Stored items
☆ ☆ ☆ ☆ ☆ ☆ ☆

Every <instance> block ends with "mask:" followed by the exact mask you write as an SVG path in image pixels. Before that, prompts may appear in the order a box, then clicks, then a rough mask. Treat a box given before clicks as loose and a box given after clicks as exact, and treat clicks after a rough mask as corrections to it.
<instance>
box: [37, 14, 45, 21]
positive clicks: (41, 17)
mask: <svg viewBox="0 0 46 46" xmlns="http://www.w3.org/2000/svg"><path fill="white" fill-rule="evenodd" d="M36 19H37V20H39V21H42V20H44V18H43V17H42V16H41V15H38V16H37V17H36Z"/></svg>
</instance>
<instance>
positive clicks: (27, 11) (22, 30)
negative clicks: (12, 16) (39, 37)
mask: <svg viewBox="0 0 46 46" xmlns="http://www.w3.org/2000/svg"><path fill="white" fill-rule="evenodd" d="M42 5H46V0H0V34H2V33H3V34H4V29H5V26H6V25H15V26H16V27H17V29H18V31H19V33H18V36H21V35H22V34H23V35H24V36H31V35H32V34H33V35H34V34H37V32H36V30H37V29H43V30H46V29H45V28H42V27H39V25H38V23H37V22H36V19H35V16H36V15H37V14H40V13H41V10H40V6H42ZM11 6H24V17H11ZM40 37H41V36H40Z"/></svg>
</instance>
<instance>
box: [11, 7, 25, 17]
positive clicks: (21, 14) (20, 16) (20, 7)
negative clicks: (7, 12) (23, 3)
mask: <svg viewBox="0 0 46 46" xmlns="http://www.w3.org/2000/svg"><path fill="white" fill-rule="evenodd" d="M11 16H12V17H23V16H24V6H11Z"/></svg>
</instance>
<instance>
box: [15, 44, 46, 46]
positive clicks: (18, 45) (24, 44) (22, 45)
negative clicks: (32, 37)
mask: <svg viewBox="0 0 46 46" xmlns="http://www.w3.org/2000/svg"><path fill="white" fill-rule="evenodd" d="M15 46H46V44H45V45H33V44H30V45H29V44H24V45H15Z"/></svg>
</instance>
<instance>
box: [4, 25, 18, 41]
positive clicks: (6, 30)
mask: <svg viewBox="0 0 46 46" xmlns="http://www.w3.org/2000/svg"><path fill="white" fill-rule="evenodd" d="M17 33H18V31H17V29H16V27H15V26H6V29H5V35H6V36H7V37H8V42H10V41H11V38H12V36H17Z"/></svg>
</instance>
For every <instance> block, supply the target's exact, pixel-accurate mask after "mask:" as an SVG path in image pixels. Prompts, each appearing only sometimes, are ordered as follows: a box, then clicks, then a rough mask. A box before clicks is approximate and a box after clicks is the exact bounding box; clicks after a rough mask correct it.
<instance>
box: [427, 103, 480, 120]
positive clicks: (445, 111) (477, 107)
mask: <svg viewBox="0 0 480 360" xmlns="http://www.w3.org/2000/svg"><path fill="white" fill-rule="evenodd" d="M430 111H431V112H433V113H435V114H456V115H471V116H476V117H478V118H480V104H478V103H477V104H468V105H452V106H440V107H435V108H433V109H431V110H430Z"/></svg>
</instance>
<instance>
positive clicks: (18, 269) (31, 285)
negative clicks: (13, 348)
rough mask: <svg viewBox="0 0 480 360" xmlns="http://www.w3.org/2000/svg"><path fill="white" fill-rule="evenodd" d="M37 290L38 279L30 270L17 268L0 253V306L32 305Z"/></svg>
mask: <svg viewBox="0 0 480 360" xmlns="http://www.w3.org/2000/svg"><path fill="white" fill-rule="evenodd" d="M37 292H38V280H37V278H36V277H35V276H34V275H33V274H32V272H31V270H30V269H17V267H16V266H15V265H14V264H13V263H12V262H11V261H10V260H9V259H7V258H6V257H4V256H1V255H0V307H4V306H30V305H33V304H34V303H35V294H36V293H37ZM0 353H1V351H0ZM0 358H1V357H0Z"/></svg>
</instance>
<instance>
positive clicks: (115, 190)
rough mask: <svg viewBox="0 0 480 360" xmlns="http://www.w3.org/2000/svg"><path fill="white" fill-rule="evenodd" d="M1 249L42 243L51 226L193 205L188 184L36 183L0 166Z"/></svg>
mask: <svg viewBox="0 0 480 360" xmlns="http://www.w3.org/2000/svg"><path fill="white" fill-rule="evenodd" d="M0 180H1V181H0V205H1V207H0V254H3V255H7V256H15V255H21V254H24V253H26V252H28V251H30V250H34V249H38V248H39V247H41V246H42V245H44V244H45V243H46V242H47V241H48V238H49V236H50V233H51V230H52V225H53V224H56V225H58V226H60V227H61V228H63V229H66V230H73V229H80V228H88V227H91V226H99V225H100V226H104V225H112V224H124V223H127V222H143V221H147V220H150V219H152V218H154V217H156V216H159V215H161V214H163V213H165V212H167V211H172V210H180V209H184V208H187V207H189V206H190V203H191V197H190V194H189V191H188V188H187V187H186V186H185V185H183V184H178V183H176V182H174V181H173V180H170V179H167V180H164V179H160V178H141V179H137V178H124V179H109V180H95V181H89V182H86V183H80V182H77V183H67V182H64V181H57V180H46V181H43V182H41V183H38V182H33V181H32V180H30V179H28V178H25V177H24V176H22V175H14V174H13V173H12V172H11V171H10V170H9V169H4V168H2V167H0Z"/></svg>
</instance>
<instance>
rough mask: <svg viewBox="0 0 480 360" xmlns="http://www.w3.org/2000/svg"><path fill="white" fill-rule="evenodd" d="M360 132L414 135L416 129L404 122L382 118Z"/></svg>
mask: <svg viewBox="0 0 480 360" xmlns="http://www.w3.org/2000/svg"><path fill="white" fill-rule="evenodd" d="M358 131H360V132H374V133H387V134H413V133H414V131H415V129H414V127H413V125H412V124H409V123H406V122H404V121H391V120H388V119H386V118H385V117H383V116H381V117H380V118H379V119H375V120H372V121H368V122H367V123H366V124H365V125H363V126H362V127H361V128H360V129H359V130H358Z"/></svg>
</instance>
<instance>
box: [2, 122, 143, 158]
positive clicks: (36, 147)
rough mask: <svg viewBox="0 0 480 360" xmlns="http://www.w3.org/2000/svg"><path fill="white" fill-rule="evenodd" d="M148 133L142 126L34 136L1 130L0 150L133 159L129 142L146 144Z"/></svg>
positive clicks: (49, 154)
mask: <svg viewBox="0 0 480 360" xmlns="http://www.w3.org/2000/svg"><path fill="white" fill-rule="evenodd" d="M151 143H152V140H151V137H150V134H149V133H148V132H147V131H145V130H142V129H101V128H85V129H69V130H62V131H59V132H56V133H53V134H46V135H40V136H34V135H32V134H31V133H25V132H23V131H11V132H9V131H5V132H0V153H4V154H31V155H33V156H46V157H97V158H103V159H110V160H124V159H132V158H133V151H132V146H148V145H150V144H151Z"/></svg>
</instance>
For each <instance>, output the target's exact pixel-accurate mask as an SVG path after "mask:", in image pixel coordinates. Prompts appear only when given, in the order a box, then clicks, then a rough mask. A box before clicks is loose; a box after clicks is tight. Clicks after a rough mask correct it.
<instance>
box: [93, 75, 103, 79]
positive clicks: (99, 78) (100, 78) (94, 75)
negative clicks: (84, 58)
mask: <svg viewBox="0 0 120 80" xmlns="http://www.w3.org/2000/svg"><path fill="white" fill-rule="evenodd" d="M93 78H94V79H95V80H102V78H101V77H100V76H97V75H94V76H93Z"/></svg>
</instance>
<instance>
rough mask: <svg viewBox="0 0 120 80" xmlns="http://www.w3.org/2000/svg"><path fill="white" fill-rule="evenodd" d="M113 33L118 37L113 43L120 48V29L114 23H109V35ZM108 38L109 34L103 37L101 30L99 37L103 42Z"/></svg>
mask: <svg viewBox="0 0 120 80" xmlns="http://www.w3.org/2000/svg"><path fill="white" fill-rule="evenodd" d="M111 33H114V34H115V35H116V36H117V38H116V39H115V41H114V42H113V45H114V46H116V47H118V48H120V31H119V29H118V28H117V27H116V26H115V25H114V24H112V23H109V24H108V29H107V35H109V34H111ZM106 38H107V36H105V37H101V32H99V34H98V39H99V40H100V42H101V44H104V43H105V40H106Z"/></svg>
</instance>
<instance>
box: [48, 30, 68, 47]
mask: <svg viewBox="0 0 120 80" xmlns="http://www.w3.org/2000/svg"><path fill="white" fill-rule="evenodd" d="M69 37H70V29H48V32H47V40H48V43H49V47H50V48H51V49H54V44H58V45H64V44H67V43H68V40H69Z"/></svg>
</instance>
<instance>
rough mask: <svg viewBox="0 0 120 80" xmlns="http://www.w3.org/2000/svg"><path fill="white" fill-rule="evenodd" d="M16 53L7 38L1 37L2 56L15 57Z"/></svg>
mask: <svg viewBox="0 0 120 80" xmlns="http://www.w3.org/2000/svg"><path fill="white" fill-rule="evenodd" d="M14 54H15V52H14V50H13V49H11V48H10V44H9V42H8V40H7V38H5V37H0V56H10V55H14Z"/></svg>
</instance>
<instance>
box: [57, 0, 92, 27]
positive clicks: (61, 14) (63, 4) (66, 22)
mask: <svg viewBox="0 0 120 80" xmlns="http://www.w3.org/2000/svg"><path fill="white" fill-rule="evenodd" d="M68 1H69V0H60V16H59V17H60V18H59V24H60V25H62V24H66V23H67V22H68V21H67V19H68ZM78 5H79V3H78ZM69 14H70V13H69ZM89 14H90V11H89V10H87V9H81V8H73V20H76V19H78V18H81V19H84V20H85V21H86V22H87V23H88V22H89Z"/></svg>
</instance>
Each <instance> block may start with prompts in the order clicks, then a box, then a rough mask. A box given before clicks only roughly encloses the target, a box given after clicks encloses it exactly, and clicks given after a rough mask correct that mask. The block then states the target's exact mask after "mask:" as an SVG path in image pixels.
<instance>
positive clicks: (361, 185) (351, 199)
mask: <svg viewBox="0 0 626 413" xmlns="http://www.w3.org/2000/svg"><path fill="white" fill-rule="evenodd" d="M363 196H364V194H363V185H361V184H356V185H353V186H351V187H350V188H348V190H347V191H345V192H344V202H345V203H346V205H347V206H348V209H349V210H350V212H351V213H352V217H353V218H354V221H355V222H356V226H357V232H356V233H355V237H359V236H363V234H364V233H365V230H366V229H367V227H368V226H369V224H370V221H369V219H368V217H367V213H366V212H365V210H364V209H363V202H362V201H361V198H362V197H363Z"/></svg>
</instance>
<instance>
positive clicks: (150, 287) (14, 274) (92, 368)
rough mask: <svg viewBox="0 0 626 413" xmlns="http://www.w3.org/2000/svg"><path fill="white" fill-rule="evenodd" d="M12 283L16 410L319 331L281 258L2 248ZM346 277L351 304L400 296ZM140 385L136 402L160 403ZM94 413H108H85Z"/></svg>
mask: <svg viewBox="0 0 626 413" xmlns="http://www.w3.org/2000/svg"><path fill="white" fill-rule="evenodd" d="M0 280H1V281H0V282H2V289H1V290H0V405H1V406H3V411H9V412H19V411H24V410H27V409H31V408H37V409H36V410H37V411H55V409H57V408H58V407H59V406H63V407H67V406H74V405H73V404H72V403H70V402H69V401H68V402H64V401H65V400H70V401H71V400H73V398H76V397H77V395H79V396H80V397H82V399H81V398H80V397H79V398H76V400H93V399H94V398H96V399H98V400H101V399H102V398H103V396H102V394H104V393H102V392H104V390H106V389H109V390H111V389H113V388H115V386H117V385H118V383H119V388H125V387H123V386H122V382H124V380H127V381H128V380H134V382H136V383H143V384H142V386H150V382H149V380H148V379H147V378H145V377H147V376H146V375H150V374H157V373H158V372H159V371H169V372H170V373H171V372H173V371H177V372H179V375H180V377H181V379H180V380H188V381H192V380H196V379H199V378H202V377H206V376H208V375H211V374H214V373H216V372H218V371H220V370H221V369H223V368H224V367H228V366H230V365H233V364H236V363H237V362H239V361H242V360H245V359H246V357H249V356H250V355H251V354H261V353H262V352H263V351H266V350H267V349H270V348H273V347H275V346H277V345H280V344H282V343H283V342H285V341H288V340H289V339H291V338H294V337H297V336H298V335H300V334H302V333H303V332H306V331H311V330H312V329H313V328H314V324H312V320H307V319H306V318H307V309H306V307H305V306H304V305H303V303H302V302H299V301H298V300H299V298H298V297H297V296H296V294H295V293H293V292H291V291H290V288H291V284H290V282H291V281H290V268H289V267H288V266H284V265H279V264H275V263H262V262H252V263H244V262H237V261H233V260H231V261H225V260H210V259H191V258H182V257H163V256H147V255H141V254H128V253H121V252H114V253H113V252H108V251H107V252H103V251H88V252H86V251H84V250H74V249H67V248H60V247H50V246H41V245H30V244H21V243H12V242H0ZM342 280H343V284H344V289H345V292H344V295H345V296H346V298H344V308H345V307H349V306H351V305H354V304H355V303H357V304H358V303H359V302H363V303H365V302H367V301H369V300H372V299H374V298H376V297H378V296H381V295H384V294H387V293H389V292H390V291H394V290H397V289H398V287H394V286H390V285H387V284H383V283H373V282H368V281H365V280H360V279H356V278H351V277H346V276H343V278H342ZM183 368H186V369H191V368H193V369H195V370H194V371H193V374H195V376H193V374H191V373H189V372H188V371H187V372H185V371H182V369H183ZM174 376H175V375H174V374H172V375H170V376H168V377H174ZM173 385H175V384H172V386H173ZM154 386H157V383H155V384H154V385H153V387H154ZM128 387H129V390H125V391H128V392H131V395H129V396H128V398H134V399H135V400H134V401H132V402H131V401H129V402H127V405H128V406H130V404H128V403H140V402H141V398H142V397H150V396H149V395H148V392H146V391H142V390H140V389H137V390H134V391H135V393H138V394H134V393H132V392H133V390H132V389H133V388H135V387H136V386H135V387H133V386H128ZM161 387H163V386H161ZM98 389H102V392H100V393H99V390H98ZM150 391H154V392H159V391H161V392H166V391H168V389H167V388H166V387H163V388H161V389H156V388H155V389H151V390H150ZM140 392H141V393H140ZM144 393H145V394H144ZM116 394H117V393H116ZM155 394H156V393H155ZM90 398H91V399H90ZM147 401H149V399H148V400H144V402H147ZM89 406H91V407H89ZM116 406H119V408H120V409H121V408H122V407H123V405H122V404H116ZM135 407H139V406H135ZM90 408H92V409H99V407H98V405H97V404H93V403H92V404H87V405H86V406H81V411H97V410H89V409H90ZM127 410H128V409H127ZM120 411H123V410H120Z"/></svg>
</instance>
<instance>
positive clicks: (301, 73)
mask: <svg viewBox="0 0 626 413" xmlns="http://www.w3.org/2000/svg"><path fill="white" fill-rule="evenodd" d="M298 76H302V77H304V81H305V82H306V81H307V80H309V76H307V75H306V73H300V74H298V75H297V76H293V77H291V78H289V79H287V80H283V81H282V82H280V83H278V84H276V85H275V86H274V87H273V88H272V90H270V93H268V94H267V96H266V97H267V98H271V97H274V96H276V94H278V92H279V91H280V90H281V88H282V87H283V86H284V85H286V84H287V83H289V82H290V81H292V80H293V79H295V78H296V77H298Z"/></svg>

☆ ☆ ☆ ☆ ☆ ☆ ☆

● **EXERCISE GOAL**
All lines above from the one containing "negative clicks: (7, 12) (23, 3)" to the one containing "negative clicks: (13, 348)" must be repeated exactly, both lines included, and no others.

● **RESULT BELOW**
negative clicks: (7, 12) (23, 3)
mask: <svg viewBox="0 0 46 46" xmlns="http://www.w3.org/2000/svg"><path fill="white" fill-rule="evenodd" d="M11 16H12V17H23V16H24V6H11Z"/></svg>
</instance>
<instance>
box: [15, 44, 46, 46]
positive clicks: (18, 45) (24, 44) (22, 45)
negative clicks: (32, 37)
mask: <svg viewBox="0 0 46 46" xmlns="http://www.w3.org/2000/svg"><path fill="white" fill-rule="evenodd" d="M15 46H46V44H45V45H33V44H30V45H29V44H24V45H15Z"/></svg>
</instance>
<instance>
box: [4, 25, 18, 41]
positive clicks: (6, 30)
mask: <svg viewBox="0 0 46 46" xmlns="http://www.w3.org/2000/svg"><path fill="white" fill-rule="evenodd" d="M17 33H18V31H17V29H16V27H15V26H6V29H5V35H6V36H7V37H8V42H10V41H11V38H12V36H17Z"/></svg>
</instance>
For every <instance> block, supply the target's exact, pixel-accurate mask after "mask:" as an SVG path in image pixels. Prompts, each appearing only sometimes, are ordered as follows: a box, then clicks, then a rough mask. A box before clicks is approximate and a box after clicks is the exact bounding box; clicks after a rough mask correct it.
<instance>
box: [427, 103, 480, 120]
positive clicks: (445, 111) (477, 107)
mask: <svg viewBox="0 0 480 360" xmlns="http://www.w3.org/2000/svg"><path fill="white" fill-rule="evenodd" d="M430 111H431V112H433V113H435V114H456V115H471V116H476V117H478V118H480V104H478V103H477V104H468V105H452V106H440V107H435V108H433V109H431V110H430Z"/></svg>
</instance>
<instance>
positive clicks: (18, 269) (31, 285)
negative clicks: (13, 348)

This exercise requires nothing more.